(Dataset content)

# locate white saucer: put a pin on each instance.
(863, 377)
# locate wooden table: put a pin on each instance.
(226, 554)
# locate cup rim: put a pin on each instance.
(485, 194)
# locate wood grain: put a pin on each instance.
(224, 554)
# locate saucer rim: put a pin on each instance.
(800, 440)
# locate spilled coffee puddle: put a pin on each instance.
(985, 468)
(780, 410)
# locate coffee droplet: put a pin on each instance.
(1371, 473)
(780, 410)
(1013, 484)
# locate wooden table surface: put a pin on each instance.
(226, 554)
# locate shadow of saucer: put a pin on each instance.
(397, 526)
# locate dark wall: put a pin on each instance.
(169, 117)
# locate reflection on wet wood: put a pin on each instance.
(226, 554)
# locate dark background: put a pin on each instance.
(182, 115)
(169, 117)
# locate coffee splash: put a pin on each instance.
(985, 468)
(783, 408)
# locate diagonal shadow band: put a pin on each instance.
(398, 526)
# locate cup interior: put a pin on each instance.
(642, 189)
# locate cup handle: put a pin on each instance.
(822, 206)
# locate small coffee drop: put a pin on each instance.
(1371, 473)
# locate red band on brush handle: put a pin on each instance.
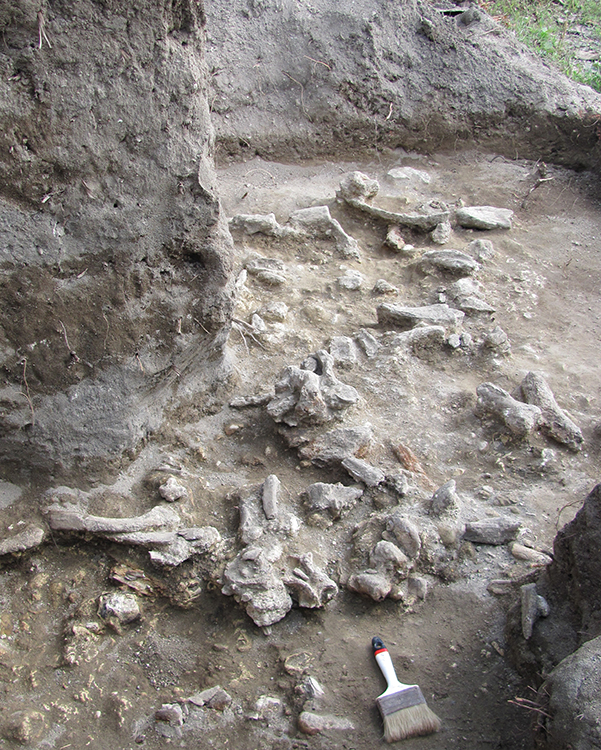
(378, 645)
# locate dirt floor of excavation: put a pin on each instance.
(543, 284)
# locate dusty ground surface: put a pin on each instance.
(543, 283)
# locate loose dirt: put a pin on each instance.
(543, 284)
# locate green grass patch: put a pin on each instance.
(564, 32)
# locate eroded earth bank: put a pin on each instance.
(345, 384)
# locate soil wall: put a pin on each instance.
(114, 254)
(294, 79)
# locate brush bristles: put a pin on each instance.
(410, 722)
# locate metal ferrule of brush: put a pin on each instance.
(398, 695)
(403, 707)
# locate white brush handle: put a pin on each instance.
(385, 663)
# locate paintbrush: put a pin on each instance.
(403, 707)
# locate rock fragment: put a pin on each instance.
(571, 697)
(344, 351)
(445, 499)
(25, 727)
(482, 250)
(357, 185)
(173, 490)
(334, 446)
(270, 496)
(384, 287)
(374, 584)
(387, 556)
(171, 713)
(303, 396)
(253, 581)
(317, 221)
(357, 188)
(311, 586)
(351, 281)
(268, 270)
(418, 587)
(405, 318)
(442, 233)
(274, 312)
(450, 261)
(534, 606)
(362, 471)
(29, 538)
(242, 402)
(368, 342)
(497, 339)
(421, 339)
(495, 531)
(406, 533)
(484, 217)
(555, 422)
(73, 518)
(119, 606)
(521, 419)
(333, 498)
(466, 294)
(256, 223)
(527, 554)
(314, 723)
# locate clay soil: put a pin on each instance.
(543, 283)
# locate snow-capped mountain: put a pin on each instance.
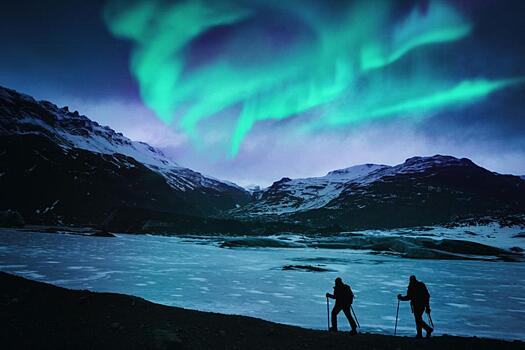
(422, 190)
(45, 147)
(288, 196)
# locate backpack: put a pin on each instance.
(422, 296)
(349, 294)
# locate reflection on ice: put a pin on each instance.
(466, 295)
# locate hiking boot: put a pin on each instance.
(429, 332)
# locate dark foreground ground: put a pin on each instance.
(36, 315)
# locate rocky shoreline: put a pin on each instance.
(37, 315)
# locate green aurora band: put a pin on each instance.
(340, 70)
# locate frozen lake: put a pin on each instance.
(468, 297)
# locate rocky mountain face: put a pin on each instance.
(421, 191)
(58, 166)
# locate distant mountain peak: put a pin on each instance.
(357, 169)
(22, 114)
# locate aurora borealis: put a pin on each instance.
(252, 90)
(327, 60)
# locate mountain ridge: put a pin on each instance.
(60, 167)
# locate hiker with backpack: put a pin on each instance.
(344, 297)
(419, 297)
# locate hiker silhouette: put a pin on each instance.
(344, 297)
(419, 297)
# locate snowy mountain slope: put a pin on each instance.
(72, 130)
(59, 166)
(420, 191)
(292, 195)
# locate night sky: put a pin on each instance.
(252, 91)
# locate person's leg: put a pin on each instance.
(426, 327)
(351, 320)
(418, 315)
(335, 311)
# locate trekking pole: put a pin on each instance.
(397, 314)
(328, 312)
(355, 316)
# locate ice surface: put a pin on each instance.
(468, 297)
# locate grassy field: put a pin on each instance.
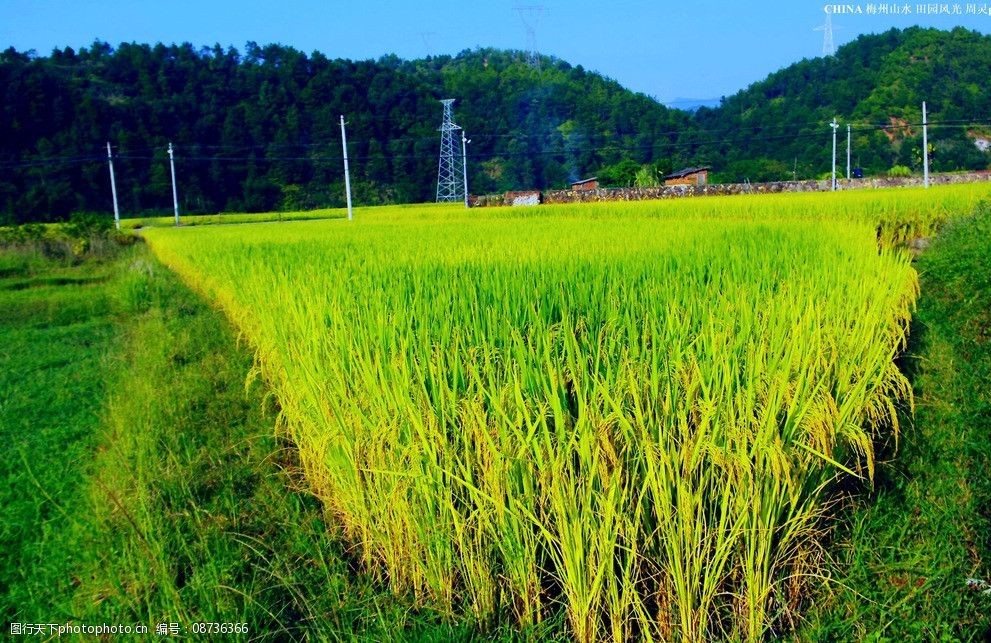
(907, 550)
(634, 413)
(144, 484)
(584, 422)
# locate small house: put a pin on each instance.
(586, 184)
(688, 176)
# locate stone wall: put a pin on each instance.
(678, 191)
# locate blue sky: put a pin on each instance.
(666, 49)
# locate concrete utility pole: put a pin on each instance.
(347, 172)
(113, 186)
(925, 147)
(175, 194)
(848, 151)
(835, 127)
(464, 161)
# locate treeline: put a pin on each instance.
(877, 84)
(259, 130)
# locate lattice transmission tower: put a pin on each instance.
(828, 48)
(530, 15)
(450, 168)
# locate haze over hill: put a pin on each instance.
(259, 129)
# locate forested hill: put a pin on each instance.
(260, 130)
(877, 84)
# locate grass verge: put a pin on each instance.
(908, 550)
(146, 485)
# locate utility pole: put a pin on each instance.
(925, 147)
(464, 162)
(835, 127)
(848, 151)
(347, 172)
(175, 195)
(113, 186)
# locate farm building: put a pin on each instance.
(586, 184)
(688, 176)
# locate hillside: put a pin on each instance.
(259, 130)
(877, 83)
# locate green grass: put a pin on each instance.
(53, 336)
(231, 218)
(145, 483)
(624, 411)
(903, 559)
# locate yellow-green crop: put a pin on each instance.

(End Dataset content)

Action item. Copy every line above word for word and exclude the pictures.

Response for this exercise.
# locate white saucer: put a pin on each instance.
(863, 377)
# locate wooden table: put a pin on each instance.
(226, 554)
# locate cup rim: put a pin on each instance.
(485, 194)
# locate wood grain: put a pin on each instance.
(224, 554)
# locate saucer rim: put a pin on each instance.
(800, 440)
# locate spilled coffee puddle: put a pin on each instance.
(985, 468)
(780, 410)
# locate coffee droplet: put a pin on each instance.
(1371, 473)
(780, 410)
(1013, 484)
# locate wooden table surface: put a pin on each instance.
(226, 554)
# locate shadow of saucer: put a pin on each instance.
(397, 526)
# locate dark wall: put a pin on each instance.
(169, 117)
# locate reflection on wet wood: put a pin on each instance.
(226, 554)
# locate dark background: put a pin on each instance.
(182, 115)
(169, 117)
# locate coffee splash: put a pin on each instance.
(985, 468)
(783, 408)
# locate diagonal shadow band: put a pin on each instance.
(398, 526)
# locate cup interior: put a pin on each instance.
(642, 189)
# locate cup handle: put a pin on each instance.
(822, 206)
# locate small coffee drop: put a pin on each instance.
(1371, 473)
# locate red band on brush handle: put a pin on each instance.
(378, 645)
# locate dirt floor of excavation: put a pin on each instance.
(543, 284)
# locate dusty ground surface: put a pin on each instance.
(543, 283)
# locate loose dirt: put a pin on each instance.
(543, 284)
# locate green grass patch: put a pin on each instance.
(564, 32)
# locate eroded earth bank: put a pin on each instance.
(345, 384)
# locate soil wall: put a pin on each instance.
(114, 254)
(294, 79)
# locate brush bristles: put a pin on each instance.
(410, 722)
# locate metal ferrule of brush: put a pin on each instance.
(398, 695)
(403, 707)
# locate white brush handle: put a pin on each instance.
(385, 663)
# locate paintbrush: put a pin on each instance.
(403, 707)
# locate rock fragment: put a pin on each instance.
(571, 697)
(344, 351)
(445, 499)
(25, 727)
(482, 250)
(357, 185)
(173, 490)
(334, 446)
(270, 496)
(384, 287)
(374, 584)
(387, 556)
(171, 713)
(303, 396)
(253, 581)
(317, 221)
(357, 188)
(311, 586)
(351, 281)
(268, 270)
(418, 587)
(405, 318)
(442, 233)
(274, 312)
(450, 261)
(534, 606)
(362, 471)
(29, 538)
(242, 402)
(368, 342)
(497, 339)
(421, 339)
(495, 531)
(406, 533)
(484, 217)
(555, 422)
(73, 518)
(119, 606)
(521, 419)
(333, 498)
(466, 294)
(256, 223)
(527, 554)
(314, 723)
# locate clay soil: put a pin on each instance.
(543, 283)
# locate snow-capped mountain: put a pin on each instance.
(422, 190)
(45, 147)
(288, 196)
# locate backpack: put a pin on each instance.
(422, 296)
(349, 294)
# locate reflection on ice: put a pin on each instance.
(466, 295)
# locate hiking boot: put a pin on each instance.
(429, 332)
# locate dark foreground ground: put a pin on each instance.
(36, 315)
# locate rocky shoreline: put a pin on each instance.
(37, 315)
# locate green aurora band: put a pin on each instance.
(340, 70)
# locate frozen lake: put a pin on each instance.
(468, 297)
# locate rocky mountain face: put a pin on each instance.
(421, 191)
(58, 166)
# locate distant mountain peak: put a pin on each instance.
(357, 169)
(22, 114)
# locate aurora borealis: put a pin on each instance.
(252, 90)
(327, 60)
# locate mountain ridge: put a pin on each instance.
(60, 167)
# locate hiker with backpack: put a pin on each instance.
(344, 297)
(419, 297)
# locate hiker silhouette: put a pin on each instance.
(344, 297)
(419, 297)
# locate snowy mountain slope: put a pin on each instance.
(72, 130)
(59, 166)
(420, 191)
(292, 195)
# locate night sky: put a pin on each instance.
(252, 91)
# locate person's leg: put a pin on each instance.
(426, 327)
(351, 320)
(418, 315)
(335, 311)
# locate trekking pole: put a pin on each instance.
(397, 314)
(328, 312)
(355, 316)
# locate ice surface: put a pin on each instance.
(468, 297)
# locate grassy field: put a pin on each instance.
(907, 550)
(634, 413)
(144, 484)
(584, 422)
# locate small house: put a pin on each instance.
(586, 184)
(688, 176)
# locate stone wall: put a pin on each instance.
(678, 191)
# locate blue sky: put a pin on each instance.
(666, 49)
# locate concrete utility pole: put a pin on each instance.
(347, 172)
(113, 186)
(925, 147)
(175, 194)
(848, 151)
(835, 127)
(464, 161)
# locate treeline: put a pin on each instance.
(877, 84)
(259, 130)
# locate lattice transmission tower: put a pin on each instance.
(828, 48)
(530, 15)
(450, 168)
# locate haze over hill: put a pin on each instance.
(259, 129)
# locate forested hill: put a pin on each instance.
(260, 130)
(877, 84)
# locate grass verge: put a pin on each instance.
(908, 550)
(146, 485)
# locate utility pole: put a pin on each instance.
(925, 147)
(464, 162)
(835, 127)
(848, 151)
(347, 172)
(175, 195)
(113, 186)
# locate farm building: put a pin on each instance.
(586, 184)
(688, 176)
# locate hillside: put a pin on each instance.
(259, 130)
(877, 83)
# locate green grass: put a pin on each instance.
(53, 336)
(231, 218)
(145, 483)
(624, 411)
(903, 559)
# locate yellow-green crop: put a pin on each instance.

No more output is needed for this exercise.